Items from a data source
|---|
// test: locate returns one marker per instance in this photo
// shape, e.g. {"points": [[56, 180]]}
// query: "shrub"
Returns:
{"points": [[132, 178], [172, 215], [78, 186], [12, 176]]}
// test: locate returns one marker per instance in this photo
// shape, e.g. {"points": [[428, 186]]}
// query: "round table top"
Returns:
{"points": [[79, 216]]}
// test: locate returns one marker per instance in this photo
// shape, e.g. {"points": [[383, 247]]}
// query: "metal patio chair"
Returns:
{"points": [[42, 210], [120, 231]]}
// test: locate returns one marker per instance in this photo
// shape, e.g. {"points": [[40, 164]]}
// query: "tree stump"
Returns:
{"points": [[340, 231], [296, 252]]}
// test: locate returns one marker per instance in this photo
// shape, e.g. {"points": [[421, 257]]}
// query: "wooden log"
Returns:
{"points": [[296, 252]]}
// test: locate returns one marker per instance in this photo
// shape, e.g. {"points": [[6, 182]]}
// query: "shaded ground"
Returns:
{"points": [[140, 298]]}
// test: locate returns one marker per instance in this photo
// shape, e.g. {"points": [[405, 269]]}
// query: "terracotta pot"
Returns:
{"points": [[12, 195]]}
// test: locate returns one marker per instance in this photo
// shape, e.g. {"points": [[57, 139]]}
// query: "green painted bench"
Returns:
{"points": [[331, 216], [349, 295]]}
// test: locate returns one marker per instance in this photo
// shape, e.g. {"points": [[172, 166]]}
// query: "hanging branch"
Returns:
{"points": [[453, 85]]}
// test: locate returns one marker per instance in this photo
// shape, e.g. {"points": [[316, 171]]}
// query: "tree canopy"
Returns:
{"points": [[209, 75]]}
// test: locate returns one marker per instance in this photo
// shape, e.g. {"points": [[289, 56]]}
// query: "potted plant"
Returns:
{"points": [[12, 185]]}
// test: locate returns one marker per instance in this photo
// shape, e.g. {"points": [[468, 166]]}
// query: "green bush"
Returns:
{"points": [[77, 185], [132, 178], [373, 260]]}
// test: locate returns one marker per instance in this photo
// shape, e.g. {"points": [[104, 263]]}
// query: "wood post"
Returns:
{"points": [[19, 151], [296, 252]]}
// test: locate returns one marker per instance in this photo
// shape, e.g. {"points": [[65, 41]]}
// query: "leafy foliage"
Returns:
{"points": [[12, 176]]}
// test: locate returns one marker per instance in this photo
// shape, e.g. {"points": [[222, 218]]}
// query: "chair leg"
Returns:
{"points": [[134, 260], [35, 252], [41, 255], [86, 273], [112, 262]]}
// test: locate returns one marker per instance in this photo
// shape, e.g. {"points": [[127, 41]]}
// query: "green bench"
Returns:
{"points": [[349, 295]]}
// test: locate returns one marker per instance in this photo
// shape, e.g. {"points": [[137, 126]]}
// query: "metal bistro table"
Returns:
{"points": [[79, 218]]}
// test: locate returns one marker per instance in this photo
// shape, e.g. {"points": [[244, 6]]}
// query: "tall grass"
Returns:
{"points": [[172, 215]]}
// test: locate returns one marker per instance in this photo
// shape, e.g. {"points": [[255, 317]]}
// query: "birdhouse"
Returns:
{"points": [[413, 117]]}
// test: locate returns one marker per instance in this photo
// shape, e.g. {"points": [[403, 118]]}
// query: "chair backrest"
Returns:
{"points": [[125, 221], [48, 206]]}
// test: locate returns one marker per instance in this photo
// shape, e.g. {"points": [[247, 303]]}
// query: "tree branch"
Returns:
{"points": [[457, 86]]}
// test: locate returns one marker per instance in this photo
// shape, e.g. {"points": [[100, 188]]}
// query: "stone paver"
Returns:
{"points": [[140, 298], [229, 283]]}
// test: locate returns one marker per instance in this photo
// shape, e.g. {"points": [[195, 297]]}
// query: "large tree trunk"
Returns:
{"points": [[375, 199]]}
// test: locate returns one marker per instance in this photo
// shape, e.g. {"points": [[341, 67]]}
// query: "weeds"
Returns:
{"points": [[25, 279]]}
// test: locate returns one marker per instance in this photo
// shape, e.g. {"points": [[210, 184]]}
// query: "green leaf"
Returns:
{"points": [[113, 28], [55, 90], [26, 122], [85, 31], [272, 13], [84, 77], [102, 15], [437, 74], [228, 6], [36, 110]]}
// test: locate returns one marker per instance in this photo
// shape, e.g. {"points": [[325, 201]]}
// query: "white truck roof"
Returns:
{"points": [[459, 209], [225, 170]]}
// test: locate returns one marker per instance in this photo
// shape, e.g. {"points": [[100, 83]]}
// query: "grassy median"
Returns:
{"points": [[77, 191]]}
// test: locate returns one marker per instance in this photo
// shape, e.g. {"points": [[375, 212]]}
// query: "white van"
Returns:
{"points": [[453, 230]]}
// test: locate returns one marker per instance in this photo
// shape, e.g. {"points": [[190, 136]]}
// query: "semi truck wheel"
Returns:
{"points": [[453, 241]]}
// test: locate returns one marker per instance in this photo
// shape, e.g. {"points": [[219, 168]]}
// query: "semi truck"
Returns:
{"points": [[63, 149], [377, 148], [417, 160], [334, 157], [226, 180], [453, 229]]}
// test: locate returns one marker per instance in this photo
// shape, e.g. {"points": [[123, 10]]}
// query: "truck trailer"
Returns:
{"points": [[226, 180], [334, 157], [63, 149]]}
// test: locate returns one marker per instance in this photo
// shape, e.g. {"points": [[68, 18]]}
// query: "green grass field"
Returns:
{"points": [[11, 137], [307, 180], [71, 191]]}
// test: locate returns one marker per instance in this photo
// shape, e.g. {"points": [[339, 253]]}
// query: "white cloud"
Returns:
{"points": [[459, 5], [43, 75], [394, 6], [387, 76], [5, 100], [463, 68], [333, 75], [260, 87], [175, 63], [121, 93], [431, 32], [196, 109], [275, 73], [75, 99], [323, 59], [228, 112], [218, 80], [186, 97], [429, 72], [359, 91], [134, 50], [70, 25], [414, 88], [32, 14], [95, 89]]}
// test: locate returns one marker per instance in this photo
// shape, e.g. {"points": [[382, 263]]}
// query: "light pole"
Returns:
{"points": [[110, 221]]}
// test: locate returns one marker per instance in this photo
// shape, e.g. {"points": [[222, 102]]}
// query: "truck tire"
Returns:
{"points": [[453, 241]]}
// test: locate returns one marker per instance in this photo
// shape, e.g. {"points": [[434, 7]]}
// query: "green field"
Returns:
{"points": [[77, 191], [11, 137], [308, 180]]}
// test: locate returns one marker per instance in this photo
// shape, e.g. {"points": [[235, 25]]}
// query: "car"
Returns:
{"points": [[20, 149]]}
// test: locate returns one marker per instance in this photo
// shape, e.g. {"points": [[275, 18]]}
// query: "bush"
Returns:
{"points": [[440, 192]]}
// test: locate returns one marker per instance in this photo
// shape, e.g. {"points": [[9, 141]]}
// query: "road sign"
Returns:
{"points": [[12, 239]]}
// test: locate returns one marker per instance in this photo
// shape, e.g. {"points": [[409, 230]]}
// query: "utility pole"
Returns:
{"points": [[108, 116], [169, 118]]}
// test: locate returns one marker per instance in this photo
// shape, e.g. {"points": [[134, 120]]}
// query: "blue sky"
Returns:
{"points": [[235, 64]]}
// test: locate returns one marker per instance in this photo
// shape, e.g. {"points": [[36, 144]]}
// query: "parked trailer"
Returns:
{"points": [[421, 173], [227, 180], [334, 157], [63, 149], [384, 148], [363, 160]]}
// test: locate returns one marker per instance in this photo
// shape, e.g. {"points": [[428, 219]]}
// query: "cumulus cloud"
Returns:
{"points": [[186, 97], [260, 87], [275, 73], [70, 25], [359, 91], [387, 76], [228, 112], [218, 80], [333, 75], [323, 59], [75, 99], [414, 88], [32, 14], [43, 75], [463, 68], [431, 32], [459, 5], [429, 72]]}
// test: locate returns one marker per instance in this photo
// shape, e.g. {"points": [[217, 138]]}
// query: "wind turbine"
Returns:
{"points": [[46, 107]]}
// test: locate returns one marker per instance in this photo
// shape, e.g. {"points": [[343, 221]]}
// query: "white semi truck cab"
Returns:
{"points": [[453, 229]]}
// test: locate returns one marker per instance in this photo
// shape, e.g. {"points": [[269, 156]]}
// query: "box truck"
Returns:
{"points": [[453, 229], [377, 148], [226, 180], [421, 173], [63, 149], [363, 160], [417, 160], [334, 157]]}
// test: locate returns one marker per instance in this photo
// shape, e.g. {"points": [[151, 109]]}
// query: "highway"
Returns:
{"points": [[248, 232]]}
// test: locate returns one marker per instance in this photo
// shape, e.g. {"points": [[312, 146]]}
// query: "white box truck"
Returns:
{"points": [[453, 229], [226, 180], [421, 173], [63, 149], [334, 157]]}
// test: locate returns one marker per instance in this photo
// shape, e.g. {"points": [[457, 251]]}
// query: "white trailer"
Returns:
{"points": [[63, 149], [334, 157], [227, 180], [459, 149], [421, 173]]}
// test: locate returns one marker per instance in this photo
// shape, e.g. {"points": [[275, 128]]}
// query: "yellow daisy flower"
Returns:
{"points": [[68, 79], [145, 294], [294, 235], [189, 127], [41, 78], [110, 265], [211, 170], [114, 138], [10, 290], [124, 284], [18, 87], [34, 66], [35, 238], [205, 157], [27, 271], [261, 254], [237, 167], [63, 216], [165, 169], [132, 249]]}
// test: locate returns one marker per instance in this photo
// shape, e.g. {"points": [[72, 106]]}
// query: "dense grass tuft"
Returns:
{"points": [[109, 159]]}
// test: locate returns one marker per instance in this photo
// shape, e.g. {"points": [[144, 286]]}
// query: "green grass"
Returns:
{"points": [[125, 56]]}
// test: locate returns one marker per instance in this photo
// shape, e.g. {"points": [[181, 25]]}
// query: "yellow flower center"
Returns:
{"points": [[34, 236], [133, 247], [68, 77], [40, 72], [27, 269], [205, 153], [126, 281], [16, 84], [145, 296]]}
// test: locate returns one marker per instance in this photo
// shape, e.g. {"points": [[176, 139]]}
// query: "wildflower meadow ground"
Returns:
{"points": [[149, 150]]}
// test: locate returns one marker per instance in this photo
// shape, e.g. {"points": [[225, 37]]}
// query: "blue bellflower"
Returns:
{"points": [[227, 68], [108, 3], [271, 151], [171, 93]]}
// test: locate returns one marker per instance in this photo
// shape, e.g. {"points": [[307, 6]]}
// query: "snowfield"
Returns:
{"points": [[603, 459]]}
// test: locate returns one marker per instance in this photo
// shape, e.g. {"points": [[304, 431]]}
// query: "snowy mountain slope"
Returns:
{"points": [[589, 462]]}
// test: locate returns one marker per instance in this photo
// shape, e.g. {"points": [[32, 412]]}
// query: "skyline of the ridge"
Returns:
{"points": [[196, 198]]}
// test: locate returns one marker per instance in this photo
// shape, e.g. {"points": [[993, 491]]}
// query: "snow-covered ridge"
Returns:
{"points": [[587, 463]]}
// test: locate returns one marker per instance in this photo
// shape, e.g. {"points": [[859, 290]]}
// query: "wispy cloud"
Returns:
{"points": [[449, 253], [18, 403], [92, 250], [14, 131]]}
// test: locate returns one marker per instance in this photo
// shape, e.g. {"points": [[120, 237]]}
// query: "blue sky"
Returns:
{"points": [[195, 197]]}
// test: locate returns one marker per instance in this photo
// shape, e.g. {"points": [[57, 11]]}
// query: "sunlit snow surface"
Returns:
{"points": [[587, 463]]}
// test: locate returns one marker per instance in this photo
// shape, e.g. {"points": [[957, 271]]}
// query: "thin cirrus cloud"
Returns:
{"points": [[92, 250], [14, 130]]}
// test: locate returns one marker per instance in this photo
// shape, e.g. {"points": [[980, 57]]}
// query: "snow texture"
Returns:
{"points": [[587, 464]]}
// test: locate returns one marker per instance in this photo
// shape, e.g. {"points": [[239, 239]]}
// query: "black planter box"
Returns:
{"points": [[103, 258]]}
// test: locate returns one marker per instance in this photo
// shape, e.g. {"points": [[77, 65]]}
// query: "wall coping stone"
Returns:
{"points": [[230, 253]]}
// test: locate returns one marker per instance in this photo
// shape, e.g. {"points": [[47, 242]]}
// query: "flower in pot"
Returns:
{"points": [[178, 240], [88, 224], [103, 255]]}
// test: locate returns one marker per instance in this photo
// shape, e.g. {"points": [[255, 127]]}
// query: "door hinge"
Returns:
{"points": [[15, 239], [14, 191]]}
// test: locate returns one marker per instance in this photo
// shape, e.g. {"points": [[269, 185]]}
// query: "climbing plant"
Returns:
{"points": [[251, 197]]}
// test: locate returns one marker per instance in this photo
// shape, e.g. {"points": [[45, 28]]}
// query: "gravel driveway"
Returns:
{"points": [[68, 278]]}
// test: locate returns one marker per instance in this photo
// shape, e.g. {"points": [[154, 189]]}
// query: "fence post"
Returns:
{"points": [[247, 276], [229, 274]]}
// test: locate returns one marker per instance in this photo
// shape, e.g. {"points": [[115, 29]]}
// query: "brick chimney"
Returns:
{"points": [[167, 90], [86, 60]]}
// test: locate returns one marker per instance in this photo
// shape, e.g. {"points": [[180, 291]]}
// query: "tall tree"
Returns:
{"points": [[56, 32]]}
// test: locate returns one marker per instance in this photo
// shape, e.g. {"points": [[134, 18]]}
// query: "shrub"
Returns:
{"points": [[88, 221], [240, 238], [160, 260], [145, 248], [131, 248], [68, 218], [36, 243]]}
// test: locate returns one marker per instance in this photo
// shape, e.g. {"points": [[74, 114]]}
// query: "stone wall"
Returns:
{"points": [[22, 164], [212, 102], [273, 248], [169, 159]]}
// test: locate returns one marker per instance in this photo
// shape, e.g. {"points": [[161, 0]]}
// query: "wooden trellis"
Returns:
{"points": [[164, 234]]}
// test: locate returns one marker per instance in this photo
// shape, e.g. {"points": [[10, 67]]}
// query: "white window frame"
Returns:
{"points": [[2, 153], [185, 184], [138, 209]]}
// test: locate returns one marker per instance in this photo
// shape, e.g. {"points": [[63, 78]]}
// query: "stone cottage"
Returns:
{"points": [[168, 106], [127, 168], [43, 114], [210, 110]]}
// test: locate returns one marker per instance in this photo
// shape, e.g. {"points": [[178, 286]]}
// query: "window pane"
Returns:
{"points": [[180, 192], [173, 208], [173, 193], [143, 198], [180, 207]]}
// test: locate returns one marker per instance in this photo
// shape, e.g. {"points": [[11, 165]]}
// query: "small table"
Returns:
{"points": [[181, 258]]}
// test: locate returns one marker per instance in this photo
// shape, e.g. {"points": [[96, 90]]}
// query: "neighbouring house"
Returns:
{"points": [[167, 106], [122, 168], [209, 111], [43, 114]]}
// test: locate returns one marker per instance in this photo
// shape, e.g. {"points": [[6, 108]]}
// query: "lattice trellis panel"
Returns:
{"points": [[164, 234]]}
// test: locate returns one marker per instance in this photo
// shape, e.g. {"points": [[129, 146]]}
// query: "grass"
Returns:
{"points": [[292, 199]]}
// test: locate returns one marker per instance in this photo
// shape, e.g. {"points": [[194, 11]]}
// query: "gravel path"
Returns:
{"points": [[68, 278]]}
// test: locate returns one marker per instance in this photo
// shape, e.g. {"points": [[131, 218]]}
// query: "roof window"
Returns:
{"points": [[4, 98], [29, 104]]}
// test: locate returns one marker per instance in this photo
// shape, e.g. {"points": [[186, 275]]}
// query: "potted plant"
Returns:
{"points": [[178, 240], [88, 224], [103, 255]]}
|---|
* [Stated task]
Select every line of the items above that contains the word "truck", and copy each of those lines.

* [Exercise output]
// query: "white truck roof"
// query: "semi truck wheel"
// query: "semi truck"
// query: "truck trailer"
// query: "truck tire"
// query: "white semi truck cab"
// query: "box truck"
// query: "white box truck"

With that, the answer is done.